WHAT THE TASK REQUIRES :: Reproduce all of the material below line for line, omitting the picture.

WORKING DATA ::
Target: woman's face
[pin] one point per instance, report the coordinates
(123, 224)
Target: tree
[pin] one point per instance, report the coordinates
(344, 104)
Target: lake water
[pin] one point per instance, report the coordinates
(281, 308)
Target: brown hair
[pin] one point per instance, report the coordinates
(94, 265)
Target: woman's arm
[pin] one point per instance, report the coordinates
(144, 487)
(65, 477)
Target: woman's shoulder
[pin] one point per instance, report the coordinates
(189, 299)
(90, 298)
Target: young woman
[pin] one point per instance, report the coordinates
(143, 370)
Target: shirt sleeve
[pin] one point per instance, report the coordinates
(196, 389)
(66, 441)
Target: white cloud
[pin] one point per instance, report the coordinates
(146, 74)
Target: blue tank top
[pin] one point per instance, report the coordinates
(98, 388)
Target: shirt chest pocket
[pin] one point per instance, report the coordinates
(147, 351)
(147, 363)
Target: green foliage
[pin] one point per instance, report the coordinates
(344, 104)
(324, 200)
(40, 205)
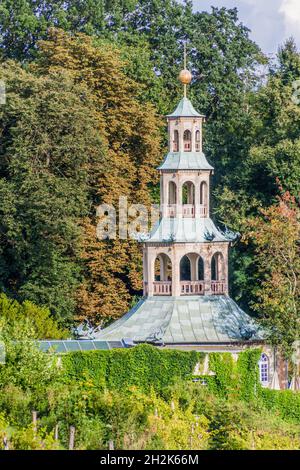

OUTPUT FOR THIS TASK ::
Target: woman's face
[pin] one point per instance, report the coordinates
(123, 224)
Target: tree
[pin] one point per instance, report the coordinates
(344, 104)
Target: lake water
[pin] one point per instance, report the coordinates
(281, 308)
Target: brown hair
[pin] one point per instance, report the coordinates
(94, 265)
Target: woman's arm
[pin] one point per instance, report the coordinates
(144, 487)
(65, 477)
Target: woman's shoulder
[pin] one point per instance, report the coordinates
(189, 299)
(90, 298)
Target: young woman
[pin] one point per instance, report the coordinates
(143, 370)
Target: shirt sleeve
[pin] one point per instance, report the coordinates
(196, 389)
(66, 441)
Target: white cloud
[pin] one point per instance, report the coordinates
(146, 74)
Target: blue tank top
[pin] one point per instance, report the coordinates
(98, 388)
Target: shirt chest pocket
[pin] one point per instance, report the coordinates
(147, 351)
(147, 363)
Target: green foliage
[pin] one point per instance, report the coordinates
(344, 104)
(324, 200)
(40, 205)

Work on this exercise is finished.